WHAT YOU NEED TO DO:
• a. Answer these from the Rebecca essay:
(i) Which theater screened the film on May 28, 2011?
(ii) How many pages long is the novel?
(iii) Which actress played Mrs. Danvers?
• b. Carry the Rebecca essay forward from its final sentence.
--- TEXT ---
About 2/3 of the way through the Redford Theatre’s screening of the 1940 Alfred Hitchcock mystery Rebecca on May 28, 2011, I started thinking about how hard it is for one artist to lay claim to a story. At that point in the movie, at the costume party, the book and movie versions of the story of Rebecca veered off in significantly different directions.
This past week, I had read the 1938 novel by Daphne Du Maurier, mainly to put myself in the place of readers of the late 1930s who had been engrossed in this romantic mystery, and then anxiously awaited the screen version, which would be produced by David O. Selznick, whose last film was the monumental Gone with the Wind.
It had been several years since I had seen the movie, and I had forgotten several parts of the plot. But for the first third of the book, I kept seeing mental pictures of Joan Fontaine as the second Mrs. De Winter, Laurence Olivier as Max De Winter, and of course, Judith Anderson as Mrs. Danvers.
But eventually, the book took over my mental processes, and I keenly followed the inner monologues and observations of the narrator of the book, the second Mrs. De Winter.
For the first 2/3 of the movie, it felt like a condensation of the book, with shortcuts between scenes, which were often combined or condensed. It’s a 457-page novel, so it didn’t surprise me that not everything in the book was filmed.
My familiarity with the book helped me appreciate the cinematic touches of Alfred Hitchcock. It started right away, with Joan Fontaine’s dream about the Manderley estate, which smoothly segued into a powerful image of the ocean and Laurence Olivier standing on a high cliff above it.
The camera explored the exterior and interior details of Manderley, giving impressions that would have been impossible in the book. Much was communicated in facial expressions in reaction shots and silent messages between characters.
And the inner world of the second Mrs. De Winter was skillfully replaced in the movie by the mysterious uncertainty of many of Joan Fontaine’s expressions. It was easy to identify with the discomfort she felt in this new world of society, wealth, and burdensome memories into which Laurence Olivier had pulled her.
--- PROVIDED MATERIAL ---
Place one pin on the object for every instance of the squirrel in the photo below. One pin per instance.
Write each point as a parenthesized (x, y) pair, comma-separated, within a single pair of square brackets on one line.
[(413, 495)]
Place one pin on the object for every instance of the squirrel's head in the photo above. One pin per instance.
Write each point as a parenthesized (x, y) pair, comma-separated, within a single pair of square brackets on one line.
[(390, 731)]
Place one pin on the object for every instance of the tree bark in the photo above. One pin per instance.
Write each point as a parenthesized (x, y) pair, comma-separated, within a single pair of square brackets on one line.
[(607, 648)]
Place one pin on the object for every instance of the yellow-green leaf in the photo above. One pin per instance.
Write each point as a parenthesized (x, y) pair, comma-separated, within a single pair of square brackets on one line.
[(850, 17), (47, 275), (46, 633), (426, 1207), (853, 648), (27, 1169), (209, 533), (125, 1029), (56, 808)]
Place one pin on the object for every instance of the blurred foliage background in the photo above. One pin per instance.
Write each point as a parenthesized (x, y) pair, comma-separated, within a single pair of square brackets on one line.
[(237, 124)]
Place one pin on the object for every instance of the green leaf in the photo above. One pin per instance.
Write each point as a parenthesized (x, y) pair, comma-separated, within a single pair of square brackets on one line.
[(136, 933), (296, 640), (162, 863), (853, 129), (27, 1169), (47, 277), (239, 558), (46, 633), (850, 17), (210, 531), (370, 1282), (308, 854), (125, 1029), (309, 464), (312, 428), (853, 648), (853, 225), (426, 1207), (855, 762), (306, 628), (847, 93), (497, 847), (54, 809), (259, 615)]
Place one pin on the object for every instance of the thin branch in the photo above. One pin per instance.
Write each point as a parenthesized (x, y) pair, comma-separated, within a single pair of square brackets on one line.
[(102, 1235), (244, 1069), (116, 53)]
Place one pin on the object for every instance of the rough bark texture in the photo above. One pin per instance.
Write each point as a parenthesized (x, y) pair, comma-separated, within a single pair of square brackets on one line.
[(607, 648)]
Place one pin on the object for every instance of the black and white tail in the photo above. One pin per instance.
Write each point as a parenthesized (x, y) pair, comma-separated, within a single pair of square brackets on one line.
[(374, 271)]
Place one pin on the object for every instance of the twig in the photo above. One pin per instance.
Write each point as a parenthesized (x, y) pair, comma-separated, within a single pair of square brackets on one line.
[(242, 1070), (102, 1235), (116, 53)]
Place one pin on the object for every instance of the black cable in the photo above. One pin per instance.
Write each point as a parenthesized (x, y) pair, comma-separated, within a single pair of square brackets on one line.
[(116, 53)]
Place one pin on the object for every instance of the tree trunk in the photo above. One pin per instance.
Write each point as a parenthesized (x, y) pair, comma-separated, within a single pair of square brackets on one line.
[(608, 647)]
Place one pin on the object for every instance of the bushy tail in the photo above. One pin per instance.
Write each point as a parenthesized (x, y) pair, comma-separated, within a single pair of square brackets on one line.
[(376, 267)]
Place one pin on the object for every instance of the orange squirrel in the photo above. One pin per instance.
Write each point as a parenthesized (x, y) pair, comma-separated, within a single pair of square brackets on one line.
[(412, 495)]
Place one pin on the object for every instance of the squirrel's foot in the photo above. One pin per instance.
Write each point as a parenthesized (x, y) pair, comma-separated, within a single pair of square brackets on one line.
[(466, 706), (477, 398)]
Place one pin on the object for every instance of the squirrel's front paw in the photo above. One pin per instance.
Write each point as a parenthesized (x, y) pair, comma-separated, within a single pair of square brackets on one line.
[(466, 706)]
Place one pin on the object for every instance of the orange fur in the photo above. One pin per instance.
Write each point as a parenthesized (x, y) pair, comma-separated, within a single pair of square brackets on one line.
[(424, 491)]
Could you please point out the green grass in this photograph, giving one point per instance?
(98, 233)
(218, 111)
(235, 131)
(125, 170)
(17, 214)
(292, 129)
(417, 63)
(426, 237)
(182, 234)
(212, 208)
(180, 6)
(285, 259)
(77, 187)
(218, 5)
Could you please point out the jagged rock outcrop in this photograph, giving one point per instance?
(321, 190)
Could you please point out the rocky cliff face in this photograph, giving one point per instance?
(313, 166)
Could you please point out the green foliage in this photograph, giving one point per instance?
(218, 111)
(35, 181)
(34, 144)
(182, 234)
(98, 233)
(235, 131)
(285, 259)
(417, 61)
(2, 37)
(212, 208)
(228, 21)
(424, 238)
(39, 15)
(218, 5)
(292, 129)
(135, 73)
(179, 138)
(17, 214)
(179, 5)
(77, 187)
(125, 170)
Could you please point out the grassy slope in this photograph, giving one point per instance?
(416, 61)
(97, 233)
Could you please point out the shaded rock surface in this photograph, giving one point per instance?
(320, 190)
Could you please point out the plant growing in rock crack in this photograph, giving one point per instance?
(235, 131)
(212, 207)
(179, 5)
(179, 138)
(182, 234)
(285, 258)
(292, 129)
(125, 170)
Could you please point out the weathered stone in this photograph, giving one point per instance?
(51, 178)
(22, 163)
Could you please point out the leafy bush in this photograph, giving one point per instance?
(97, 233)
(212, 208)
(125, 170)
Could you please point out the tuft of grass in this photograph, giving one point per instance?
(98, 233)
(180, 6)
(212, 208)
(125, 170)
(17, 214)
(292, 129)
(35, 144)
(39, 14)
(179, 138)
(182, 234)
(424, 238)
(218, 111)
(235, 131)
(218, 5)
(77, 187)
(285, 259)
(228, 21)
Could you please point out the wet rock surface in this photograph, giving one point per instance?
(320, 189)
---
ANSWERS FOR THE EXERCISE:
• a.
(i) The Redford Theatre
(ii) 457 pages
(iii) Judith Anderson

• b.
Books and Movies
Getting back to the last third of the movie, all I can say, without giving anything away, is if you enjoyed either the book or the movie, you should experience the story of Rebecca in both ways. Stories are similar to pharmaceutical drugs, with their patent expiration dates. The novelist is the original developer and manufacturer, and the film version of the book is like a generic version, after the demand for the book has declined.
When David O. Selznick purchased the film rights to Rebecca and hired a visual stylist like Alfred Hitchcock to direct it, Selznick knew that changes would be made in the story. That has been a challenge for many movie producers, directors, and writers, according to Barrett C. Kiesling in his 1937 book, Talking Pictures: How They are Made, How to Appreciate Them.
“To have filmed David Copperfield exactly as [Charles] Dickens wrote it would have required thirty-seven reels,” wrote Kiesling. “Among the scenes of the book, there are many which, while they are written beautifully, are insufficient in forward pictorial action to be effective on the screen.”
In that same discussion, Kiesling wrote, “A shrewd screen writer preserves in his script a skeleton framework of the intent of the omitted scenes, and when one sees the picture he gets the illusion he has seen everything he has read.” I experienced that same illusion several times while watching Rebecca, thanks to the screenwriters Robert E. Sherwood, Joan Harrison, Philip MacDonald, and Michael Hogan.
I should mention one other difference between reading the book and seeing the movie at the Redford. When Joan Fontaine assertively announced to Mrs. Danvers, “I am Mrs. De Winter,” several Redford audience members burst out in applause.